## Your objective
Locate every line in the material below that contains the string "tile" and copy each of those lines. Treat uppercase and lowercase letters as different.

## Data shown

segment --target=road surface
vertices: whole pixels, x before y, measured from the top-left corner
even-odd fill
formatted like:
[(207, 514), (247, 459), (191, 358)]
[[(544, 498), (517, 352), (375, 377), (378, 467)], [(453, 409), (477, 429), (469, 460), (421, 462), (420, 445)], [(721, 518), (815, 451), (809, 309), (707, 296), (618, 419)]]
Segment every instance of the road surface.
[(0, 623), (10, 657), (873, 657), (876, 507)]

--

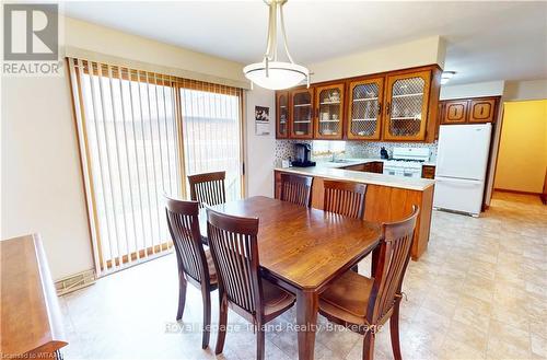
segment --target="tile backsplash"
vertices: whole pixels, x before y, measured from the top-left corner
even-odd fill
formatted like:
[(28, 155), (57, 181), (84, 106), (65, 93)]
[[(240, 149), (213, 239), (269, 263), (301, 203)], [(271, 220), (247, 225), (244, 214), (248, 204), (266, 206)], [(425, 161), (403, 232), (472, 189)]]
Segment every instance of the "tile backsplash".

## Task response
segment --target="tile backsplash"
Segment every instance of the "tile backsplash".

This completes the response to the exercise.